• Task requirements
Below are records; transcribe only the line with "the sand in" and those after it, through the last line, without any change.

===== Material for the task

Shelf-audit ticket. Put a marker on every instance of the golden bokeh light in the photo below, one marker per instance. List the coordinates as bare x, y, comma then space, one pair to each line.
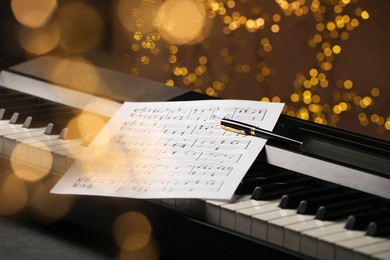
33, 14
50, 207
87, 124
85, 77
81, 27
138, 16
41, 40
13, 195
27, 173
132, 231
182, 21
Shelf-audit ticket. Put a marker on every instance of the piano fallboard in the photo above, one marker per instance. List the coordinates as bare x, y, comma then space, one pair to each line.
251, 220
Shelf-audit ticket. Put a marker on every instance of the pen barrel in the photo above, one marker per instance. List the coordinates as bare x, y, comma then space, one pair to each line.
275, 137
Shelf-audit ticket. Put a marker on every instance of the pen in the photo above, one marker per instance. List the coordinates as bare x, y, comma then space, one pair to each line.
246, 129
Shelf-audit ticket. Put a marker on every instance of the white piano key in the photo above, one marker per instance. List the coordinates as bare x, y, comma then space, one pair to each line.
183, 206
9, 140
197, 208
276, 227
327, 244
260, 221
228, 211
244, 216
344, 249
14, 130
309, 238
213, 209
60, 162
368, 251
46, 152
21, 149
34, 150
168, 203
292, 233
383, 255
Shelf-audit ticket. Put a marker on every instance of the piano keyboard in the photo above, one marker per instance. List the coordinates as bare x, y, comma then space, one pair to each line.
285, 209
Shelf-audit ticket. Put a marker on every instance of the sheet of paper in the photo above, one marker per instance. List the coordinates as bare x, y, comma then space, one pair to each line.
170, 150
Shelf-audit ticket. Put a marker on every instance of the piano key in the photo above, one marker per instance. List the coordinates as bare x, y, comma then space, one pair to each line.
247, 185
213, 207
367, 252
380, 227
36, 150
56, 155
213, 211
260, 221
10, 140
344, 249
63, 159
310, 238
361, 220
293, 199
276, 227
328, 244
293, 233
279, 189
311, 205
244, 216
345, 208
229, 211
383, 255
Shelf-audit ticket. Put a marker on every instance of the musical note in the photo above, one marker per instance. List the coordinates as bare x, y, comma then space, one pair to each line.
170, 150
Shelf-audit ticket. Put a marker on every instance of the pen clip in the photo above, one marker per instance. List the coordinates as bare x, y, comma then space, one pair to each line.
234, 130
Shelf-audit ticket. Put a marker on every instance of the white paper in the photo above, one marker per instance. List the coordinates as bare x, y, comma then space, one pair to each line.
170, 150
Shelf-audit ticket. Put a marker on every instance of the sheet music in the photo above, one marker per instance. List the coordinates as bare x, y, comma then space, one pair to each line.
170, 150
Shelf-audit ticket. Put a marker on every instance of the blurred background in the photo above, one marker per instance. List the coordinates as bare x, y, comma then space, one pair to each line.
328, 60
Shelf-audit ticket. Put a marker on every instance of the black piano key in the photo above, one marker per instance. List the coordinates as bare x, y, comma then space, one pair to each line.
310, 206
247, 185
292, 200
273, 190
360, 221
26, 110
379, 227
345, 208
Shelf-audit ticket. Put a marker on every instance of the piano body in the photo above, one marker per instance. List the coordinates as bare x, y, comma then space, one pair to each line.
330, 201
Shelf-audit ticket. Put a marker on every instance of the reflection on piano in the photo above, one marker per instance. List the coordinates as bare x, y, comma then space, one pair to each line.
331, 202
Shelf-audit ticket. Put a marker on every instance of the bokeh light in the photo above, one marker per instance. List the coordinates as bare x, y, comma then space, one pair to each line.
81, 25
47, 206
41, 40
182, 21
33, 14
132, 231
13, 195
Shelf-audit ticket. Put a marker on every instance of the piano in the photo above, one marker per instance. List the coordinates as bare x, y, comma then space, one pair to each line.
331, 201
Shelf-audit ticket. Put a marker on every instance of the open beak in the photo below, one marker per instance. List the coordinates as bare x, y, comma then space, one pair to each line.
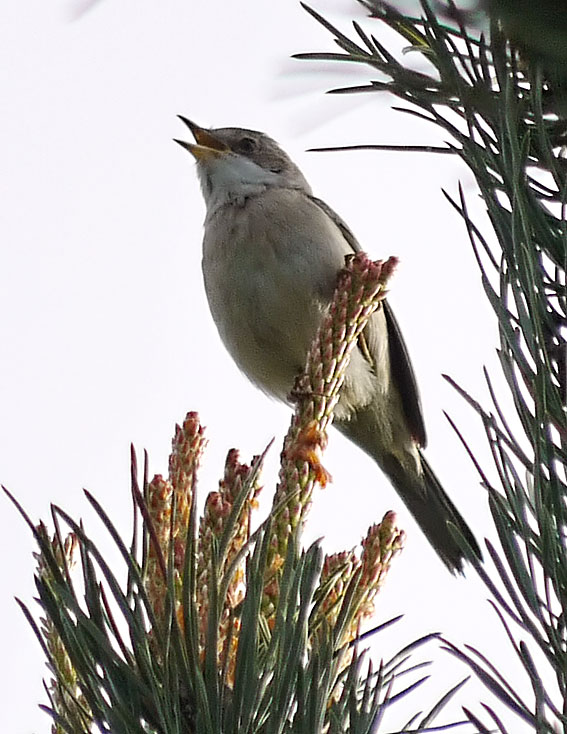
207, 146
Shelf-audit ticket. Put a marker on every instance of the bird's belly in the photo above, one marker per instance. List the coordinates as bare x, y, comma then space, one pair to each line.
266, 322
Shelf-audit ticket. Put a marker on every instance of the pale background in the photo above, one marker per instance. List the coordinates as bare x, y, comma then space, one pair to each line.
105, 332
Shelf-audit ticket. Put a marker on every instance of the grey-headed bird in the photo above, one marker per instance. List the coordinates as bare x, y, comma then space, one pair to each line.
271, 255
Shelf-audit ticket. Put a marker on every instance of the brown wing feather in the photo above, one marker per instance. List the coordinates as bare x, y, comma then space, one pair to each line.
400, 364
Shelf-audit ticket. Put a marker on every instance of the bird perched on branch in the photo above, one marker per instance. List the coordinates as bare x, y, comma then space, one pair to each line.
271, 255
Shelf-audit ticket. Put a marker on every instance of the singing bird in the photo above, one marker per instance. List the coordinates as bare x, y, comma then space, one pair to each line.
271, 254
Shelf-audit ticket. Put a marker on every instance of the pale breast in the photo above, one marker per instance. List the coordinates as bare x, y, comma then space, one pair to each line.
270, 268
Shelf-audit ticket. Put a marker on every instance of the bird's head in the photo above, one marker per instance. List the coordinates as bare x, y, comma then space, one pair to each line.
234, 163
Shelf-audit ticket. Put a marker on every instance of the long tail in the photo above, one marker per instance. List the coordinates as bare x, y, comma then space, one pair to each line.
433, 510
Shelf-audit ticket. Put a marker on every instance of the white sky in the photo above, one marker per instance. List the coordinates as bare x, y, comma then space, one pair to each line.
105, 332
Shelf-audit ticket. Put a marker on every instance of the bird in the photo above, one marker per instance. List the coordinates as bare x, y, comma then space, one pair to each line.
271, 254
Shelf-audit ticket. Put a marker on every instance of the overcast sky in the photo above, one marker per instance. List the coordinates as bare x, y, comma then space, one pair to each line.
105, 331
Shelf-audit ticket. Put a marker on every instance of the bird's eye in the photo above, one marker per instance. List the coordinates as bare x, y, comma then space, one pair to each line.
246, 145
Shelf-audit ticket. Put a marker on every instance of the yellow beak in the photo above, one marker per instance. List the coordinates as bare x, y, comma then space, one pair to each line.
207, 145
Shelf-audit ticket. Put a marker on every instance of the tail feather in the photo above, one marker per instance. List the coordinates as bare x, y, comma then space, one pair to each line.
433, 510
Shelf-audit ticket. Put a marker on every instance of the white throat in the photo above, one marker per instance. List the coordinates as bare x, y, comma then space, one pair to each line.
230, 179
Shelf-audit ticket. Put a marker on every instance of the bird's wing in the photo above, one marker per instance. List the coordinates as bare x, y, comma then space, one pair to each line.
400, 363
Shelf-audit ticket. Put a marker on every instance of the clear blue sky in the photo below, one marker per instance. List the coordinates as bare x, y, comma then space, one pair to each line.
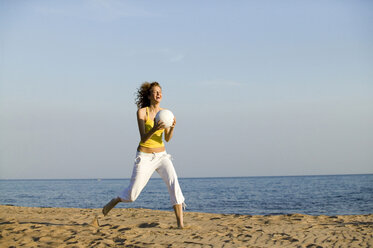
259, 88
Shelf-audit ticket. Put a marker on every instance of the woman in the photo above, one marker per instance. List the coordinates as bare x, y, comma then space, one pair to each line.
151, 153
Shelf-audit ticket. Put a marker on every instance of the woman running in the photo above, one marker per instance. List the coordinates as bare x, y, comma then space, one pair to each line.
151, 153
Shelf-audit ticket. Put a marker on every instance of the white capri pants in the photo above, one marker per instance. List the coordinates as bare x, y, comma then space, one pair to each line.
144, 167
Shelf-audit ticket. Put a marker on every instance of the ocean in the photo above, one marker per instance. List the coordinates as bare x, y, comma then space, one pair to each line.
313, 195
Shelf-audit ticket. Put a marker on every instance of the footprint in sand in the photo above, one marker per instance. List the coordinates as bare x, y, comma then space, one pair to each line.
148, 225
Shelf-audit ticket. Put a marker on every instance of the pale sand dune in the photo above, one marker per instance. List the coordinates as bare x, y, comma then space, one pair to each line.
68, 227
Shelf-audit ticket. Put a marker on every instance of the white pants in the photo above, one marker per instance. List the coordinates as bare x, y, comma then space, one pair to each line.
145, 165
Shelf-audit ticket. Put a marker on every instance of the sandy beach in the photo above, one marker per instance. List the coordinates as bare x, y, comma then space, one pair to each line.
72, 227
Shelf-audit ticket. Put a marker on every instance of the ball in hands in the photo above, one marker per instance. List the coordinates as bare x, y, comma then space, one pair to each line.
166, 116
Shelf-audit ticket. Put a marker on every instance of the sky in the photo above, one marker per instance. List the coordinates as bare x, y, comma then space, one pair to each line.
258, 88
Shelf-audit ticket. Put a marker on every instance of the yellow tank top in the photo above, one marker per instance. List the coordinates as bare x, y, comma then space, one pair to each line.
156, 140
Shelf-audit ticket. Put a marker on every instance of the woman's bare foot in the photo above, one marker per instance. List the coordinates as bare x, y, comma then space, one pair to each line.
106, 209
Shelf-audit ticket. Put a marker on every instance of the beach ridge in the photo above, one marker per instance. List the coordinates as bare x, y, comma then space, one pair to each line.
77, 227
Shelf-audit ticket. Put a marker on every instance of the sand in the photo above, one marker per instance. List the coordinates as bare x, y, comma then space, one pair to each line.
72, 227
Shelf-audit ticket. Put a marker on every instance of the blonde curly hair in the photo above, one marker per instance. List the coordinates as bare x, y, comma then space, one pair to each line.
142, 94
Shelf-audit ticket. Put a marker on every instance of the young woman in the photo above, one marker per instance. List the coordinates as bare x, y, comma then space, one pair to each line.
151, 153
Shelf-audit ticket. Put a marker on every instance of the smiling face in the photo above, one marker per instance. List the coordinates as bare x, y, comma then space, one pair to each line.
155, 94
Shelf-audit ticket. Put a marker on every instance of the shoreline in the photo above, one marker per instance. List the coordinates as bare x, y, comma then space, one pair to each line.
75, 227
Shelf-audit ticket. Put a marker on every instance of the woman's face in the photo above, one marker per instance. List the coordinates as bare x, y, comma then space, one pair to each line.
155, 94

==========

• Output of the task
Shelf-audit ticket. Put a marker on every instance of the sand in the photo above, one marker per instance. List the coordinates as bare x, y, comma then space, one pair to each line.
72, 227
Shelf-audit ticket. Put a marker on every instance of the blonde curly hair in the photo above, one marker per instance. List the coordinates as bare x, y, comma then space, one pair to each line.
142, 94
Shelf-audit ticket. Put a marker on every instance of the young woman in the photo above, one marker per instance. List the coordinates as bare x, y, comma then space, one pair to each line.
151, 153
Shelf-audit ticket. Put a marker on every instance of the smiling face in the photo above, one marker per instance. List the coordinates as bare x, y, comma then space, one pair to each line.
155, 94
Shelf-audit ticket. Put a marker on every instance of the shoreline in the photo above, one marker per instance. List the coordinates as bare x, y, comma then space, one pair to each line.
75, 227
Shelf-audit ticket. Put a marker on every instance of the woman's face in the photo above, one marker per instance. List the coordinates as bare x, y, comma then space, one pair to each line.
155, 94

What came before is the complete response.